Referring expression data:
========================
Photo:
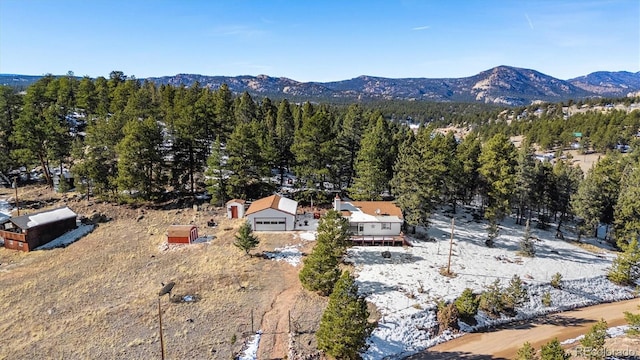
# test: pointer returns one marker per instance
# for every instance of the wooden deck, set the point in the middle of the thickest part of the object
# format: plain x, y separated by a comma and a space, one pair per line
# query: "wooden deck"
379, 240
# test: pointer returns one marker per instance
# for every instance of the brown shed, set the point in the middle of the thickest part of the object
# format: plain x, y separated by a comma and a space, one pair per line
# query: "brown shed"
182, 234
27, 232
235, 208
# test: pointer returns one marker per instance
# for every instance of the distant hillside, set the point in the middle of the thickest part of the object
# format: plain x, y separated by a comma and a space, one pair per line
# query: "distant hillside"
502, 85
611, 84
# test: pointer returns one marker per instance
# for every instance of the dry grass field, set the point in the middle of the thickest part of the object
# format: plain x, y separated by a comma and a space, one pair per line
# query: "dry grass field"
========================
Work instruction => Where a line in the records above holds the string "field", it counts toward the total; give that total alone.

Written answer => 2